**What is needed:**
Can you write out the records below line for line, with no changes?

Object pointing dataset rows
▬▬▬▬▬▬▬▬▬▬

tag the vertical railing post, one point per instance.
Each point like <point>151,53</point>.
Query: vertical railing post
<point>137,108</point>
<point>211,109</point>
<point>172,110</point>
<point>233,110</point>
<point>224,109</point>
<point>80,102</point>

▬▬▬▬▬▬▬▬▬▬

**Answer for the task:**
tag the vertical railing post, one point per instance.
Each point like <point>151,53</point>.
Query: vertical railing post
<point>137,108</point>
<point>211,109</point>
<point>172,110</point>
<point>233,110</point>
<point>224,109</point>
<point>80,102</point>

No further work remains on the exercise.